EXTRACT TO READ »
The application for a civil restraint order
- No doubt encouraged by the final paragraph of this judgment, Mrs. Foenander applied for what used to be called a Grepe v Loam (1887) 37 Ch D 168 order and is now known as a civil restraint order, and on 10 November 2003, Kirkwood J gave directions in the application. On 18 November 2003, the applicant sought to appeal district judge Maple's refusal on 3 November 2003 to set aside the order made on 12 December 1994, and on 16 December 2003, Coleridge J gave directions which fixed a hearing for 24 March 2004, with the applicant's appeal against the order made by district judge Maple on 3 November 2003 to follow if the civil restraint order was refused.
The order made by the costs judge (Master Simons)
- Before turning to the decision of the President on 24 March 2004, there is, I think, one further thread in the proceedings, which it is necessary to mention. This relates to the costs of the proceedings for ancillary relief. Mrs. Foenander's solicitors were late in lodging their bill for assessment, and on 3 September 2002 before costs judge Simons, the claimant took the point. Mrs. Adshead, on his behalf, argued that in the light of the delay, all Mrs. Foenander's costs should be disallowed.
- The costs judge did not agree. He pointed out that the applicant had not made an application to the court seeking a detailed assessment of Mrs. Foenander's bill. As a consequence his jurisdiction was limited to disallowing interest. Accordingly, he disallowed all interest from 24 June 1998. The costs judge also had before him on 3 September an application by the applicant to adjourn the detailed assessment pending his application to set aside district judge Maple's order of 12 December 1994. The district judge refused that application, and gave reasons for doing so (Bundle 1, p 177). The costs judge also refused permission to appeal (Bundle 1, p 179). The applicant complains that this appeal from an order now more than two years' old has never been listed for hearing, and remains outstanding. I shall deal with this point in due course.

PROVIDED INFORMATION »
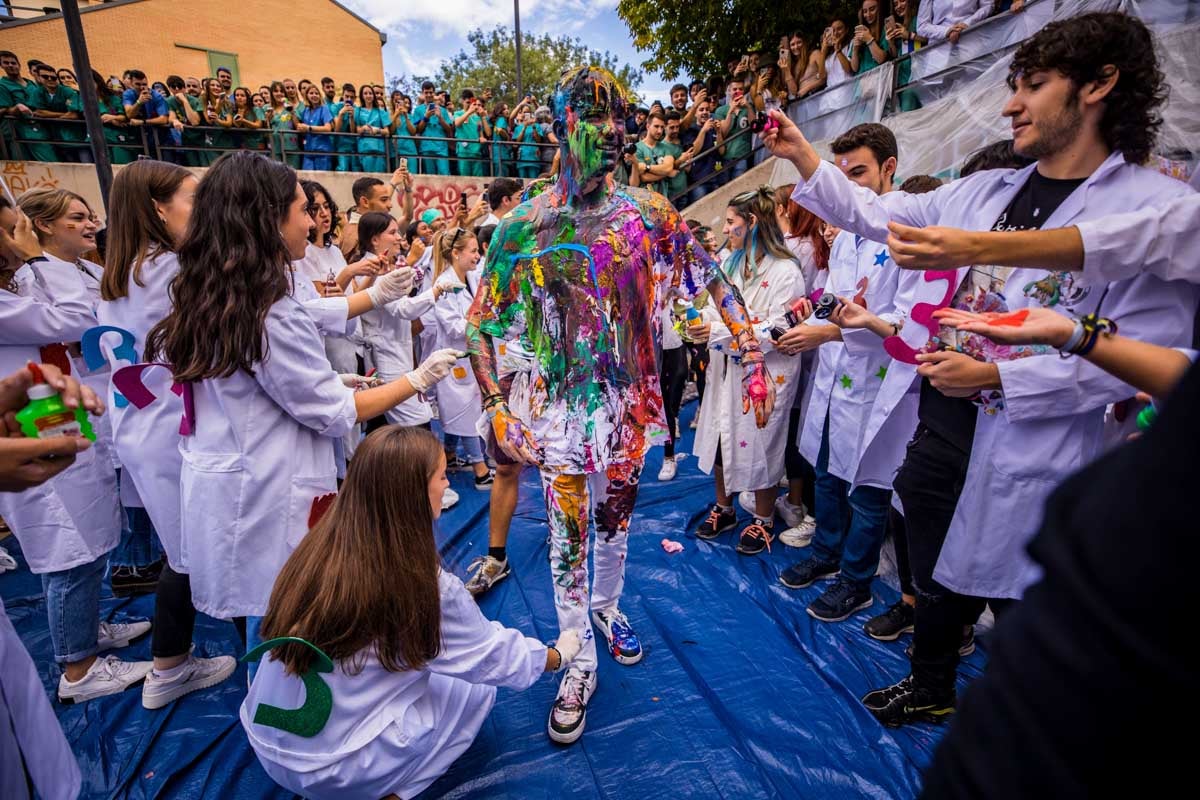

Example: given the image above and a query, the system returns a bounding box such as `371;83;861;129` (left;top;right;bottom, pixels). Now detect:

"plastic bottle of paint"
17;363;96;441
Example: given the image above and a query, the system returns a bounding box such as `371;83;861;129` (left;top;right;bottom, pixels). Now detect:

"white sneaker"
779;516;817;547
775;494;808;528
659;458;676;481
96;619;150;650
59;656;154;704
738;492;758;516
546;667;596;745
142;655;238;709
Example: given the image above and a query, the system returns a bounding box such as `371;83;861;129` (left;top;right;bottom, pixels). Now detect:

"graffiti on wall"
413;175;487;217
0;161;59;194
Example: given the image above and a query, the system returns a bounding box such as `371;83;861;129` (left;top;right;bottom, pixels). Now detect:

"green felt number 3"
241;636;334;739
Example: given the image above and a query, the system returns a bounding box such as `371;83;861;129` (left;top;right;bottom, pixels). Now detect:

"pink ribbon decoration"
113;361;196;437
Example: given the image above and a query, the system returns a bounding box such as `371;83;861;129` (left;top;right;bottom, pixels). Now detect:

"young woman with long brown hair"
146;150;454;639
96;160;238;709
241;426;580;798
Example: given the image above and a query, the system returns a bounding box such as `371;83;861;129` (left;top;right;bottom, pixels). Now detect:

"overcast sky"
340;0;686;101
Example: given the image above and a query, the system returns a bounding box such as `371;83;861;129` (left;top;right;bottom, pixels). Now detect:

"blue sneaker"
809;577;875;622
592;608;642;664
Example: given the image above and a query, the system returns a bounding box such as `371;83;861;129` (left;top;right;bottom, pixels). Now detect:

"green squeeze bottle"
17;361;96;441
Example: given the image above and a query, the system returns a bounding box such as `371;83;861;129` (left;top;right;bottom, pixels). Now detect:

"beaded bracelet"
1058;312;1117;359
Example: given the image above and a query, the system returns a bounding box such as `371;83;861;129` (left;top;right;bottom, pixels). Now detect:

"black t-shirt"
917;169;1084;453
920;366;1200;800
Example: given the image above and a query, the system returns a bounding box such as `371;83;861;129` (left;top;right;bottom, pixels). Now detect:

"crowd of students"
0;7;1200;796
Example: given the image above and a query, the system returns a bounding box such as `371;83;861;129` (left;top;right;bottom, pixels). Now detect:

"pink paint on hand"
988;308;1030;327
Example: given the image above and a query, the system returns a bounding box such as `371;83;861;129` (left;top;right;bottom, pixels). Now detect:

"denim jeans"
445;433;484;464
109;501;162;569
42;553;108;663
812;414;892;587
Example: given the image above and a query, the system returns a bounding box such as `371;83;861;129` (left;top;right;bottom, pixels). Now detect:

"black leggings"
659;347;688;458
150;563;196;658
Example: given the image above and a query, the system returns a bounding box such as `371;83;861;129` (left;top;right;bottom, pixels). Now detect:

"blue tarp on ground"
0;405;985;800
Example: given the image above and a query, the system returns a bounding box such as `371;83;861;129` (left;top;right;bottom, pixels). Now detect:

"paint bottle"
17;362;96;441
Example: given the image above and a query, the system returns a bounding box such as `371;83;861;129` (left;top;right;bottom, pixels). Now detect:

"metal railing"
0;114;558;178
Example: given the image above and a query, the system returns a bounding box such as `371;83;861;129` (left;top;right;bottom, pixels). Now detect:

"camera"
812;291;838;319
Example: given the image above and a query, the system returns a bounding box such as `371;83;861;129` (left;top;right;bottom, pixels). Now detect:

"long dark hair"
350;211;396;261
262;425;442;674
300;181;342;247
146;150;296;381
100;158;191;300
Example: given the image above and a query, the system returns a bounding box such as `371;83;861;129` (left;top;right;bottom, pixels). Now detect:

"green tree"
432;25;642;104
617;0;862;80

YOUR TASKS »
1. Translate this sentence from the judgment excerpt into Spanish: "He pointed out that the applicant had not made an application to the court seeking a detailed assessment of Mrs. Foenander's bill."
2. According to the judgment excerpt, from what date did the costs judge disallow all interest?
3. Quote the judgment excerpt from "The application for" up to and including "judge (Master Simons)".
The material is not needed.

TASK RESULTS »
1. Señaló que el solicitante no había presentado ante el tribunal una solicitud de tasación detallada de la minuta de la Sra. Foenander.

2. From 24 June 1998.

3.
The application for a civil restraint order
- No doubt encouraged by the final paragraph of this judgment, Mrs. Foenander applied for what used to be called a Grepe v Loam (1887) 37 Ch D 168 order and is now known as a civil restraint order, and on 10 November 2003, Kirkwood J gave directions in the application. On 18 November 2003, the applicant sought to appeal district judge Maple's refusal on 3 November 2003 to set aside the order made on 12 December 1994, and on 16 December 2003, Coleridge J gave directions which fixed a hearing for 24 March 2004, with the applicant's appeal against the order made by district judge Maple on 3 November 2003 to follow if the civil restraint order was refused.
The order made by the costs judge (Master Simons)